- EXERCISE GOAL
In the mailing-list message about two ethernet cards, what does Simon suggest running so that redundancy becomes automatic?

- TEXT EXCERPT
+ + +

First I want to thank everyone for your help.

Second, i want to share an idea:
What about writing a "driver" that allows the kernel to see both eth cards 
as one, and its job is to test the cards failure etc...
this driver is compiled as a module for virtual eth0 which in fact is based 
on 2 physical cards.
Do you think what i'm saying here makes sense?
Did someone hear of a similar project I can take some ideas from, to put me 
on the right track?


Regards

Nathalie



>
>Try running a routing protocol and redundancy will be automatic even
>with RIP and you can have two different addresses
>
>Simon
>
>On Tue, 2002-10-08 at 00:08, Edwin Fung wrote:
> > Hi Nathalie,
> >
> > It is OK to use the same ethernet address on both cards.  However, you
> > don't want them (i.e. the 2 ethernet cards) to be up (or active) at the
> > same time, since that would confuse whoever on your machine is using the
> > network about which network interface (should one use eth0 or eth1?).

+ + +

- EXCERPTED DATA
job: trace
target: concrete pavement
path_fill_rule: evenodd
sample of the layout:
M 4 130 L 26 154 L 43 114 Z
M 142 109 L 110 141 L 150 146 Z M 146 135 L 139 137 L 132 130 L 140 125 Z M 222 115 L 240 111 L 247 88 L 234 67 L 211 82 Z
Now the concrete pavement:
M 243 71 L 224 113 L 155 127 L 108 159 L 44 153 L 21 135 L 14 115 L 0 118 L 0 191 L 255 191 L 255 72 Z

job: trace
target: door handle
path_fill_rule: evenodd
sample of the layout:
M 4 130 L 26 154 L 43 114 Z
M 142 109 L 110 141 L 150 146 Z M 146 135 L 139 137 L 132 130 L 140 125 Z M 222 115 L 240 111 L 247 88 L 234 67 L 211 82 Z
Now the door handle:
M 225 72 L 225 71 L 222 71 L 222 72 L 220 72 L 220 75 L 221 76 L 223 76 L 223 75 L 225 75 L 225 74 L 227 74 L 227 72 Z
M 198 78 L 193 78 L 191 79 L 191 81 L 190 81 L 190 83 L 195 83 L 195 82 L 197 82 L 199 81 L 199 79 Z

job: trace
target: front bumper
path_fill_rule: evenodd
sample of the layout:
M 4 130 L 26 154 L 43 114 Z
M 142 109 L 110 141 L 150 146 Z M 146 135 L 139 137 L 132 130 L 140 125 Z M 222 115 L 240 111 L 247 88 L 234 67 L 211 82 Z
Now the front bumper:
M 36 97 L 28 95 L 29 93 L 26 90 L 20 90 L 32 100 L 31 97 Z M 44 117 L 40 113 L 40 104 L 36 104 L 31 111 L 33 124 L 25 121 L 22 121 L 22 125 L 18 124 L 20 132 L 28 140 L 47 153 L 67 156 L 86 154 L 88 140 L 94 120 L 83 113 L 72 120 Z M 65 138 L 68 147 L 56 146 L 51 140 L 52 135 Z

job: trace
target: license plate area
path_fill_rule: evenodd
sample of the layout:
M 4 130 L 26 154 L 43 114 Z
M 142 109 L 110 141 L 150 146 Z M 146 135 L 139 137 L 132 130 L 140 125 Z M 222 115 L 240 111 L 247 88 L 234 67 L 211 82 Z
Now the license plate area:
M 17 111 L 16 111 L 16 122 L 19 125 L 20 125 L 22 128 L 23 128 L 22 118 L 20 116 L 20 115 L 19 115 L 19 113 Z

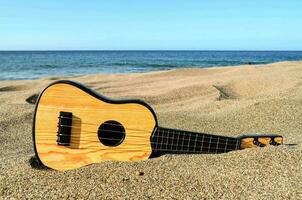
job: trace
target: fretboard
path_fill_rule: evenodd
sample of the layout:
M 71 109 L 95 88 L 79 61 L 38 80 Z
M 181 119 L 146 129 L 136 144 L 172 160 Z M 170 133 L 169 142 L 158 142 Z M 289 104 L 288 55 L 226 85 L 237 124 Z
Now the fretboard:
M 151 137 L 155 154 L 224 153 L 240 148 L 240 139 L 157 127 Z

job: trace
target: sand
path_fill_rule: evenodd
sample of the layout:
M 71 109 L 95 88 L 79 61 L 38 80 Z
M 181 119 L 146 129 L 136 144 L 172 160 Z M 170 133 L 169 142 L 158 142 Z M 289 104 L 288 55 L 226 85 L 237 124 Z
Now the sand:
M 33 168 L 26 99 L 59 79 L 148 102 L 161 126 L 287 144 L 219 155 L 165 155 L 58 172 Z M 302 199 L 302 62 L 0 81 L 0 198 Z

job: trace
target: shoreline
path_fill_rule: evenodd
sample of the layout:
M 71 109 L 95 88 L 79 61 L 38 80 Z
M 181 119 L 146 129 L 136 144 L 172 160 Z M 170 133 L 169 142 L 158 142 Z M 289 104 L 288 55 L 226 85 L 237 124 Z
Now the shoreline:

+ + +

- PROBLEM SOLUTION
A routing protocol; he notes it works even with RIP.